▸ **Consegna scritta**:
Riproduci senza alcuna modifica le righe dei dati riportati sotto, a partire da quella che contiene "Objective — locate the woman's hand" e proseguendo fino alla fine dei dati, estremi inclusi.

▸ **Estratti di dati di annotazione a punti**:
━━━━━━━━━━━━━━━━━━━━
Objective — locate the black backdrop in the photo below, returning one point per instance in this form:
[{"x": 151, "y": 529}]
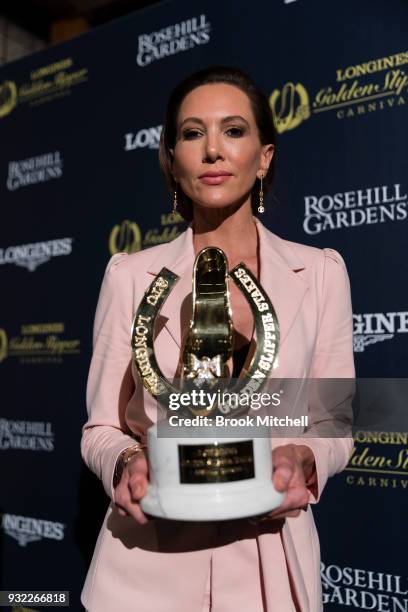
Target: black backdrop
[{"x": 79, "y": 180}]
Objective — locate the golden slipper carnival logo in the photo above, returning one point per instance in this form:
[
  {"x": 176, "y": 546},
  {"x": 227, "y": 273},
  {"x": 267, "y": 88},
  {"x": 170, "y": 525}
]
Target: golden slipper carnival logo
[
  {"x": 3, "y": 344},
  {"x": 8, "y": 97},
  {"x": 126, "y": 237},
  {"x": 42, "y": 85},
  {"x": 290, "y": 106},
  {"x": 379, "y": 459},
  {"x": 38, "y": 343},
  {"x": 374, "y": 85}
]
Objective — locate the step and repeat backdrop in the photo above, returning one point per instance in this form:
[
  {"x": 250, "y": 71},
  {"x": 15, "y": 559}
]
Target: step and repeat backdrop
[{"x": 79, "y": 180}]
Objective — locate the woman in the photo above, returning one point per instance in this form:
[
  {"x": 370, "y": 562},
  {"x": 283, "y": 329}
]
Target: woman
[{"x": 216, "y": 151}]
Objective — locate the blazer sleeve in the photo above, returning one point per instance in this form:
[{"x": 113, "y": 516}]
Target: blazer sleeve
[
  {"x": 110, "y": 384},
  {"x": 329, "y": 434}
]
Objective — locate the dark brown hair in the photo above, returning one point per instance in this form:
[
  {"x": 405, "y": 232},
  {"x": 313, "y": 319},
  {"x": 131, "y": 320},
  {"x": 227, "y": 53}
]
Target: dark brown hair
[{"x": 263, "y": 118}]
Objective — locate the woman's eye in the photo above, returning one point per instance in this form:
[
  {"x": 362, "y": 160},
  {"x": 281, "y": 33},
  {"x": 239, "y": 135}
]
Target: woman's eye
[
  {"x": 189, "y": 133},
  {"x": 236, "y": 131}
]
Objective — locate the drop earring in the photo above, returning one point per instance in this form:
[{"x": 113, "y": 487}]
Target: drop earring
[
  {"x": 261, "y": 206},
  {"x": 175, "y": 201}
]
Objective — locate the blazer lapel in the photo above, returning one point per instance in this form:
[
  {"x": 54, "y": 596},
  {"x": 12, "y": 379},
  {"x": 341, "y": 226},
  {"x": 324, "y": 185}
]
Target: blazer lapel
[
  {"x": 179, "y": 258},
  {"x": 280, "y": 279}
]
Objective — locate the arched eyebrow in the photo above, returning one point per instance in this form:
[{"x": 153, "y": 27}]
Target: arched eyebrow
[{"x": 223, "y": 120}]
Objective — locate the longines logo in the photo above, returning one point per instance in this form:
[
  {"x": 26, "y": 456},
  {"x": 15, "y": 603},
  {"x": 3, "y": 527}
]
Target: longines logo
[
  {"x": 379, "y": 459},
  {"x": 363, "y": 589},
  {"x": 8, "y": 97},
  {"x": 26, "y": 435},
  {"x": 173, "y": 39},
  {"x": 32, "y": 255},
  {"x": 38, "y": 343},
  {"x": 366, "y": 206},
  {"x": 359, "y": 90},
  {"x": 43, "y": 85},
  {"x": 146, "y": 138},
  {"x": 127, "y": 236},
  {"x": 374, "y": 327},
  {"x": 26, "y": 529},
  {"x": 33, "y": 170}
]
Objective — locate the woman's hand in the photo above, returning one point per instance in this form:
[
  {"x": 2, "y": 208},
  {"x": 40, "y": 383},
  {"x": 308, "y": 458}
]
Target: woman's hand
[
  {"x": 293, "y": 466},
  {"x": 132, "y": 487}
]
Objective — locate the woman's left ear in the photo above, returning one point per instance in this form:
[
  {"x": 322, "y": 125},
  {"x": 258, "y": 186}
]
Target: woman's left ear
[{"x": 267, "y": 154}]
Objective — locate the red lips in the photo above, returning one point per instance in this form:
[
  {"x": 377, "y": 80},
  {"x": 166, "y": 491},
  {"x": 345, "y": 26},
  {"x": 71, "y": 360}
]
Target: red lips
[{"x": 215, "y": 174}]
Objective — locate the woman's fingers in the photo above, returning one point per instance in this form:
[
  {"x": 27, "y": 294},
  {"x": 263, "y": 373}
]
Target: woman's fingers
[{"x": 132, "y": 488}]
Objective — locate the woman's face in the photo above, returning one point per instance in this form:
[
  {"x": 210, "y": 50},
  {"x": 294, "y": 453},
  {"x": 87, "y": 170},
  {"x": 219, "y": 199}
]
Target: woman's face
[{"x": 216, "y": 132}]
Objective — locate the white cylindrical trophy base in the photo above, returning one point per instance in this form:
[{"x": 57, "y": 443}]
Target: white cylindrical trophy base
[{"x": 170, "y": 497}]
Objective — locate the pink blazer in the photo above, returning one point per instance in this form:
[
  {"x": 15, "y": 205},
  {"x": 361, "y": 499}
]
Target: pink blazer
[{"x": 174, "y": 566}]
━━━━━━━━━━━━━━━━━━━━
▸ **Risposta all'esercizio**:
Objective — locate the woman's hand in the photo above, returning one point per instance in this form:
[
  {"x": 2, "y": 208},
  {"x": 40, "y": 383},
  {"x": 308, "y": 458}
]
Target: woman's hand
[
  {"x": 293, "y": 466},
  {"x": 132, "y": 487}
]
Objective — locate the woman's left ear in the photo above, returning one point per instance in this form:
[
  {"x": 322, "y": 125},
  {"x": 258, "y": 186}
]
Target: woman's left ear
[{"x": 267, "y": 154}]
Objective — locate the red lips in the photo above, returning one point per instance in this form:
[
  {"x": 377, "y": 80},
  {"x": 166, "y": 491},
  {"x": 345, "y": 26},
  {"x": 71, "y": 360}
]
Target: red lips
[{"x": 215, "y": 174}]
Objective — locate the woman's fingers in the photo above, returning one point per instance in this form:
[
  {"x": 27, "y": 294},
  {"x": 263, "y": 373}
]
Target: woman's fingers
[{"x": 132, "y": 488}]
Objective — locate the woman's face in the photo above, returning one point per instance in this form:
[
  {"x": 210, "y": 50},
  {"x": 294, "y": 453},
  {"x": 87, "y": 170},
  {"x": 219, "y": 199}
]
Target: woman's face
[{"x": 216, "y": 132}]
Objective — locate the white cylindrical trophy base in the photo above, returning one point per instance in this form:
[{"x": 57, "y": 443}]
Target: white cylindrical trophy base
[{"x": 170, "y": 497}]
Objective — locate the pink blazer in the photo above, returning one point per instance in this form:
[
  {"x": 15, "y": 205},
  {"x": 361, "y": 499}
]
Target: pink blazer
[{"x": 174, "y": 566}]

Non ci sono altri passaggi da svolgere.